Source passage:
Grandparents who look after their grandchildren so that the parents can go out to work will be able to claim credits towards the basic state pension;
http://www.guardian.co.uk/uk/2009/apr/22/budget-2009-grandparents-childcare-pension

Child trust fund, job seekers allowance, incapacity benefit, minimum wage, general labour rights, state pension, green taxes, unhealthy food taxes
Co-operative trust schools, Foundation Hospitals and co-op membership, guaranteed user choice of state school and hospital, systems of redress to guarantee to right to see cancer specialist within 2 weeks of diagnosis and general specialist within 18 weeks on NHS, allowing parent's to trigger council intervention in unsatisfactory schools (http://news.bbc.co.uk/1/hi/education/8033044.stm)

Sunder Katwala said...

Stuart

Thanks for the post and the update.

From yr account, and the linked report, I am impressed by the HMIC report, despite the valid caveats which you make about aspects of it. These seem to me significant conclusions, which ought to have an impact.

It strikes me, particularly in stressing the legal compliance issue, to be rather clearer than the recent Home Affairs Select Committee report, which seems to me to fudge the important issues, particularly around the law, and to take a rather mealy-mouthed 'it would be nice if police and protestors tried to talk more' approach, which seriously misses some central points you and others have made.

Now, personally, I might have anticipated the HoC select committee being clearer in its scrutiny, while I would not have been too surprised had the HIMC rather fudged any clear criticism of the police. My sense is that it has been the other way around.

Data listing:
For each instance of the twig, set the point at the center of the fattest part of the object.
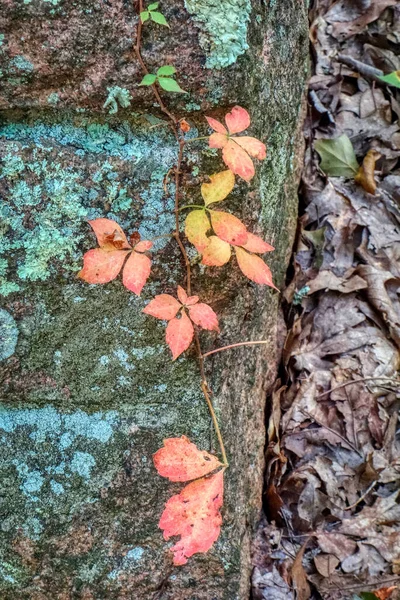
(346, 383)
(258, 342)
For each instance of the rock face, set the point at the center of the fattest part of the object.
(88, 387)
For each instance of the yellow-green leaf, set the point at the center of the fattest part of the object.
(221, 184)
(337, 157)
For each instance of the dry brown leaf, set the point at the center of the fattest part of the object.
(366, 173)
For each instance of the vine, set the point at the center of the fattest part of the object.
(194, 513)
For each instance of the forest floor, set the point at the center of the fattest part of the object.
(332, 524)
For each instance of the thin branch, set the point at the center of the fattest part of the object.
(256, 343)
(346, 383)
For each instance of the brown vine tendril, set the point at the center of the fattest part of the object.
(181, 142)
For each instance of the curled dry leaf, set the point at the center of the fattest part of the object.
(366, 173)
(236, 151)
(180, 460)
(195, 516)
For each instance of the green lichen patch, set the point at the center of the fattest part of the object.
(223, 29)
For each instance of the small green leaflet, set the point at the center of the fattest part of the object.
(392, 78)
(148, 79)
(337, 157)
(166, 70)
(170, 85)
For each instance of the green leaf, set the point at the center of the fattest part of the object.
(337, 157)
(392, 78)
(159, 18)
(170, 85)
(166, 70)
(148, 79)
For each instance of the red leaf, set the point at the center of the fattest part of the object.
(196, 227)
(229, 228)
(217, 252)
(237, 120)
(180, 460)
(163, 307)
(256, 244)
(238, 160)
(216, 125)
(254, 147)
(254, 267)
(101, 266)
(194, 515)
(136, 272)
(179, 335)
(143, 246)
(182, 295)
(109, 233)
(204, 316)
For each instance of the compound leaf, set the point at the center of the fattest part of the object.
(180, 460)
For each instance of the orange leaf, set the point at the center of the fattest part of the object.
(216, 125)
(238, 160)
(218, 140)
(101, 266)
(143, 246)
(109, 233)
(196, 227)
(194, 515)
(254, 267)
(136, 272)
(180, 460)
(221, 184)
(229, 228)
(163, 307)
(237, 120)
(256, 244)
(179, 335)
(254, 147)
(204, 316)
(217, 252)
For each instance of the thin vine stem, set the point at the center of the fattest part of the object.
(181, 141)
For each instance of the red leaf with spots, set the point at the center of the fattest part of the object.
(163, 306)
(109, 233)
(256, 244)
(195, 516)
(179, 335)
(204, 316)
(254, 267)
(136, 272)
(101, 265)
(229, 228)
(180, 460)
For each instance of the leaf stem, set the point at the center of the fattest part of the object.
(255, 343)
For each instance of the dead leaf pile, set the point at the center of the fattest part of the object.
(332, 498)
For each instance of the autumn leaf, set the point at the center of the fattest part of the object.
(366, 173)
(102, 265)
(196, 226)
(236, 151)
(217, 252)
(195, 516)
(221, 184)
(180, 460)
(254, 267)
(204, 316)
(163, 306)
(179, 335)
(337, 157)
(229, 228)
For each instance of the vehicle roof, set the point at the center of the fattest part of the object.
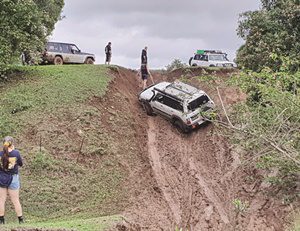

What is required: Please update the stretch from "Sunder Katwala said..." through "others have made." in the comment on the policing reports, putting "evasive" in place of "mealy-mouthed".

Answer space:
Sunder Katwala said...

Stuart

Thanks for the post and the update.

From yr account, and the linked report, I am impressed by the HMIC report, despite the valid caveats which you make about aspects of it. These seem to me significant conclusions, which ought to have an impact.

It strikes me, particularly in stressing the legal compliance issue, to be rather clearer than the recent Home Affairs Select Committee report, which seems to me to fudge the important issues, particularly around the law, and to take a rather evasive 'it would be nice if police and protestors tried to talk more' approach, which seriously misses some central points you and others have made.